**Text passage**
***
Processing the entries...
---Information gathered by my function----
Column id:  ['MZ079855__Klebsiella_phage_vB_Kpn']
Column genome_length:  [112003]
Column gc_%:  [41.361]
Column cds_number:  [186]
Column positive_strand_%:  [71.51]
Column negative_strand_%:  [28.49]
Column coding_capacity:  [84.66380364811657]
Column trna_count:  [17]


## Parsing of Genbank file by INPHARED

We are now going to load the same information coming from the file produced by inphared. This has been presumely produced with the inphared.pl as part of the pharokka kit

In [20]:
df_inphared = pd.read_csv(f"{entry}pharokka_top_hits_mash_inphared.tsv", sep="\t")

feature_columns = ['Accession', 
       'Genome_Length_(bp)',  'molGC_(%)', 
        'Number_CDS', 'Positive_Strand_(%)',
       'Negative_Strand_(%)', 'Coding_Capacity_(%)',
       'tRNAs']
print("---Information gathered by INPHARED---")
***
[Extracted records]
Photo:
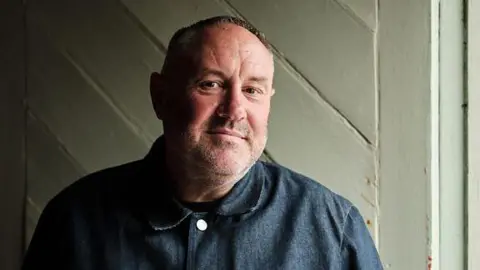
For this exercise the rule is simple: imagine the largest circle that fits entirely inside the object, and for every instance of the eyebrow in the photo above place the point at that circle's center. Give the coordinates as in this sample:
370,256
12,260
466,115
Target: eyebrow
209,71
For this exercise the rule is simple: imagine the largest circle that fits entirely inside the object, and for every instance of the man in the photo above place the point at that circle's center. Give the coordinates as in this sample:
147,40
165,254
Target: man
201,199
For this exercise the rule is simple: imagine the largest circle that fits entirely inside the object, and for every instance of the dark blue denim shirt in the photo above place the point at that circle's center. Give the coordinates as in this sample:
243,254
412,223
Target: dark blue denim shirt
126,218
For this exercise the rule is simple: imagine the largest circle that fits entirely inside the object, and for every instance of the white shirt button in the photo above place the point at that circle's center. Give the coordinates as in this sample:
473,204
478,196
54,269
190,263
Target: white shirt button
202,225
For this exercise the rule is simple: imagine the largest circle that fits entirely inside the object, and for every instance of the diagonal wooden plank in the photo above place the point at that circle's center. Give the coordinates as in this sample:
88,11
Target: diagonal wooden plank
362,11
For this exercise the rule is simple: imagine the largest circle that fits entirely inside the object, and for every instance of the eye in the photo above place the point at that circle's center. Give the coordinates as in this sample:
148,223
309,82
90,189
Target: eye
252,91
208,85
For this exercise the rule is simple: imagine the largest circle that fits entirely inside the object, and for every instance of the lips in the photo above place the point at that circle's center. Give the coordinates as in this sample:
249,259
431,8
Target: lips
226,131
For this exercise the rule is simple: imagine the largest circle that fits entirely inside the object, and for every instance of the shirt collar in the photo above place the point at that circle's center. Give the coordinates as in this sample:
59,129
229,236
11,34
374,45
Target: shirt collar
164,212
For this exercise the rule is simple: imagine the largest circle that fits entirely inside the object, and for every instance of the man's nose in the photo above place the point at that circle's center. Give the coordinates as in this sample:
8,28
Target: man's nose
232,107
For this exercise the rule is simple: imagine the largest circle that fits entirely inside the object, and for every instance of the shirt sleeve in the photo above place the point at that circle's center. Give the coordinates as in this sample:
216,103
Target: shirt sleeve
50,246
358,249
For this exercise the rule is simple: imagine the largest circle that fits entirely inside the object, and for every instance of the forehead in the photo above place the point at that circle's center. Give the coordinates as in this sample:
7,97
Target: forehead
229,45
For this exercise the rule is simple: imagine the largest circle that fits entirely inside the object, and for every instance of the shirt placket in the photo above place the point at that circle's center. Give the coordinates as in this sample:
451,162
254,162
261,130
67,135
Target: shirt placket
198,226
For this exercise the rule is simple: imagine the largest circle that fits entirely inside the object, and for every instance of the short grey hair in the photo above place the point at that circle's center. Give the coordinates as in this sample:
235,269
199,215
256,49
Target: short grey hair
182,40
184,35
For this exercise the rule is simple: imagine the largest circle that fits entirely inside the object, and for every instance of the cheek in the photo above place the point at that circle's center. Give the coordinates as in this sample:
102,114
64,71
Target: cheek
258,119
200,109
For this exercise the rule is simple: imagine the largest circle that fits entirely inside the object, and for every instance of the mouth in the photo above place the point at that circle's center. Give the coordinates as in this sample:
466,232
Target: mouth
227,132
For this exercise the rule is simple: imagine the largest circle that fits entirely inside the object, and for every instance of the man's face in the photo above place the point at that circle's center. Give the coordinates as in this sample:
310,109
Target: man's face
216,114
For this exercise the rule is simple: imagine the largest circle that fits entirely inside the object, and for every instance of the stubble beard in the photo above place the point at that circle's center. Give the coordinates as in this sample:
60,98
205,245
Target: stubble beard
217,158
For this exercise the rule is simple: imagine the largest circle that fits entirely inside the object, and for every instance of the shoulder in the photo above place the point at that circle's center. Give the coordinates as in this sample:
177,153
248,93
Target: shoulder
98,188
307,193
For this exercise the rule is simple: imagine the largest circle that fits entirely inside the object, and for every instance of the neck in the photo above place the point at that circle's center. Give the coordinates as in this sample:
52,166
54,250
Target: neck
195,184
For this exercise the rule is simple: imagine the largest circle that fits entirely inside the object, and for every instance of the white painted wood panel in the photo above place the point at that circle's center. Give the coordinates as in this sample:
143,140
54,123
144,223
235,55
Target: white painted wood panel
365,10
73,108
49,167
305,134
112,49
405,134
473,135
163,18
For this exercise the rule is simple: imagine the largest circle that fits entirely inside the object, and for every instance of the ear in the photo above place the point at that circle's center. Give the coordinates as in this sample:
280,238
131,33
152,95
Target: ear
157,94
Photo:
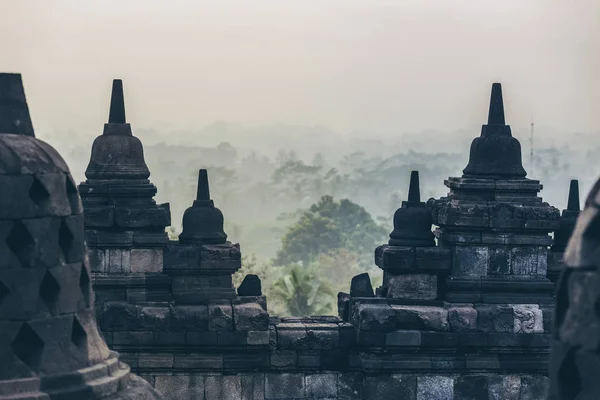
***
**Exercise objective**
Quote the entire notebook excerpt on phage genome parsing, reproducing every line without any change. The records have no connection to the text.

**Reply to the task**
Processing the entries...
---Information gathered by my function----
Column id:  ['MZ079855__Klebsiella_phage_vB_Kpn']
Column genome_length:  [112003]
Column gc_%:  [41.361]
Column cds_number:  [186]
Column positive_strand_%:  [71.51]
Column negative_strand_%:  [28.49]
Column coding_capacity:  [84.66380364811657]
Column trna_count:  [17]


## Parsing of Genbank file by INPHARED

We are now going to load the same information coming from the file produced by inphared. This has been presumely produced with the inphared.pl as part of the pharokka kit

In [20]:
df_inphared = pd.read_csv(f"{entry}pharokka_top_hits_mash_inphared.tsv", sep="\t")

feature_columns = ['Accession', 
       'Genome_Length_(bp)',  'molGC_(%)', 
        'Number_CDS', 'Positive_Strand_(%)',
       'Negative_Strand_(%)', 'Coding_Capacity_(%)',
       'tRNAs']
print("---Information gathered by INPHARED---")